Vorgegebener Textauszug:
■ ■ ■ ■

# Seite wird in Firefox nicht aktualiesiert?!



## Botpenner (23. Februar 2014)

Hallo folgendes Problem.
Hab gerade was an einer Hp geändert. Aufm Pc wird alles richtig angezeigt.
Habs auf dem Server hochgeladen doch wenn ich die Seite via Firefox aufrufe tuht sich nichts ist alles wie vorher.
Hab deshalb folgendes schon probiert: 

Alle daten vom Server gelöscht und neu hochgeladen... ohne Erfolg

Komisch ist auch wenn ich die Seite mit IE aufrufe ****t es ....

An Cookies löschen habe ich auch schon gedacht aber die Seite speichert keine...
Hat wer ne idee wieso es nicht klappt?

In Firefox wird noch 2013 angezeigt in IE das geänderte auf 2014


----------



## spikaner (23. Februar 2014)

Browser cache leeren, bei mir wird es richtig Angezeigt 

mfg


----------



## Botpenner (23. Februar 2014)

■ ■ ■ ■

Schriftliche Aufgaben:
1. Entnehmen Sie dem Forenthread zur fehlenden Aktualisierung in Firefox wortgetreu alles von „Alle daten vom“ bis hinunter zu „Seite speichert keine...“.
2. Führen Sie den Forenthread zur fehlenden Aktualisierung in Firefox im Anschluss an seine letzte Zeile fort.

■ ■ ■ ■

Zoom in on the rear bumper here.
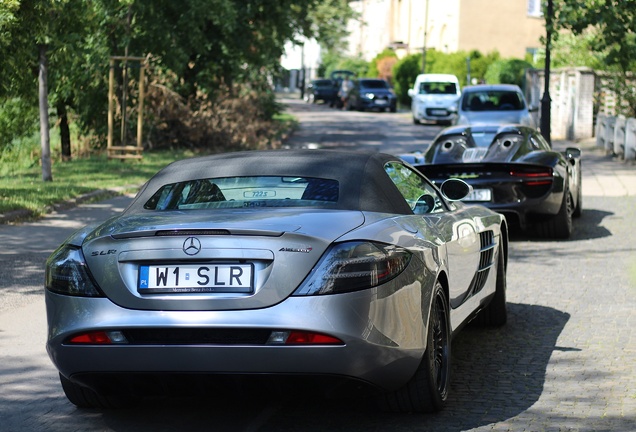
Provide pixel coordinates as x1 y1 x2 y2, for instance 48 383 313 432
45 272 429 390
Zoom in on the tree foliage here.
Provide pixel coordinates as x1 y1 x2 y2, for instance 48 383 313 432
553 0 636 116
0 0 355 160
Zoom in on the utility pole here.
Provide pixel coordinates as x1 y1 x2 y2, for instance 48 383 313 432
540 0 554 145
422 0 428 73
298 42 305 99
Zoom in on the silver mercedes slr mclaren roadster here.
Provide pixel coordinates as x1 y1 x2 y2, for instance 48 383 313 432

■ ■ ■ ■

Ergebnisse der Übungen:
1.
Alle daten vom Server gelöscht und neu hochgeladen... ohne Erfolg

Komisch ist auch wenn ich die Seite mit IE aufrufe ****t es ....

An Cookies löschen habe ich auch schon gedacht aber die Seite speichert keine...

2.
ah wie dumm von mir und ich bin hier schon gegen die Wand gesprungen :


Weiß jemand wieso es im IE nicht richtig angezeigt wird bleib bei mir immer weiß...
Im Firefox geht es...

Irgendwie haut IE immer einen weißen Hintergrund in die Tabelle obwohl keiner ausgewählt ist.
Schrift habe ich auf weiß gesetzt nur wenn IE nen weißen Hintrgrund einfügt sieht man die Schrift natürlich nicht


----------



## spikaner (24. Februar 2014)

Da müsstest du uns den Link zur Seite nochmal zeigen, hab da nur kurz reingeschaut.. ist bestimmt nee Kleinigkeit im Tabellenlayout oder der css...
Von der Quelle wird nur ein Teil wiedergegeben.